====== Source text

Before 2005 you had to keep your bid or offer on the screen for a full second and prior to 9/11 a single player could control the box (broker voice box) and swallow as much size as one could take before releasing to other players. These features no longer exist, not to mention you have no idea of whose on the other side of your futures, before 2002 you saw every single counterparty trader acronyms and their clearing house.
I would often hit or take $25 to $50 million 10s or bonds and have to buy/sell 250 or 500 futures on the Globex screen and if I saw house 660 or 350 it would give me pause because I was buying or selling into JPM or Goldman and they always had more to go...This information was vital, if the regulators or exchanges wanted to bring transparency and integrity back to the US Treasury market they would force exchanges to give out real time counterparty trade data and force secondary bids and offers to be held on screen for 1 full second.
This would remove a lot of the games that are being played and the market to function as it once has. Now it seems a very few have the ability to put on such size that nothing matters but access to credit and funding.
These days the big funds have zero limits and bypass all the regs. Exchanges are complicit and keep everything anonymous, watch the tri party repo market and watch the convexity bid once 10yrs hit 3.25%. I think we may see 10s down 40bp in a single day because of the extreme positioning going on and NO HFT algobot firms do not provide liquidity, they have vol induced limiters, meaning if vol reaches a given threshold they refrain from any bid or offer.
The real question is what banks and funds are on the other side of this, and whose rehypothecated treasuries are at risk?
The ICBC issue in November is very concerning, I cleared them for many years and never had issues, but last months ransomware attack seems highly suspect.
Here is the link to the Bloomberg piece, Bloomberg on the Basis Trade
We know that this trade is being put on in a major way by a very few large players and some have called in to question the systemic risk that this may cause. Well we know first hand that the markets are controlled by these same players that can use their balance sheets to overwhelm any given days trading. By utilizing the Repo market big funds gain access to some very cheap funding, which allows for the massive scaling of these basis trades.

============

Problems and tasks:
[a] Decide whether each statement agrees with the Treasury market passage. Answer yes or no for each, quoting the words that decide it. (i) Before 2002, traders could see the trader acronyms and clearing house of every counterparty. (ii) HFT algobot firms keep providing liquidity when volatility climbs. (iii) Big funds obtain very cheap funding through the Repo market.
[b] Rewrite the stretch of the Treasury market passage from "I would often" through "credit and funding.", changing "Goldman" to "Morgan Stanley".
The lines that come next bear no relation to the Treasury market passage.

====== Records provided

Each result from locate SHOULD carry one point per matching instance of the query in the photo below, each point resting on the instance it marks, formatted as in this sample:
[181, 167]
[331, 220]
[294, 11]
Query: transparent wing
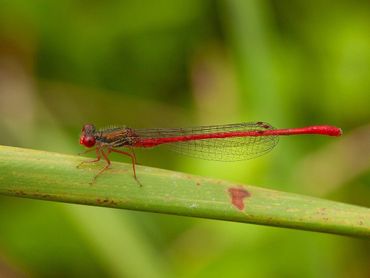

============

Outputs for the tasks:
[a]
(i) Yes: "before 2002 you saw every single counterparty trader acronyms and their clearing house"
(ii) No: "NO HFT algobot firms do not provide liquidity, they have vol induced limiters, meaning if vol reaches a given threshold they refrain from any bid or offer"
(iii) Yes: "By utilizing the Repo market big funds gain access to some very cheap funding"

[b]
I would often hit or take $25 to $50 million 10s or bonds and have to buy/sell 250 or 500 futures on the Globex screen and if I saw house 660 or 350 it would give me pause because I was buying or selling into JPM or Morgan Stanley and they always had more to go...This information was vital, if the regulators or exchanges wanted to bring transparency and integrity back to the US Treasury market they would force exchanges to give out real time counterparty trade data and force secondary bids and offers to be held on screen for 1 full second.
This would remove a lot of the games that are being played and the market to function as it once has. Now it seems a very few have the ability to put on such size that nothing matters but access to credit and funding.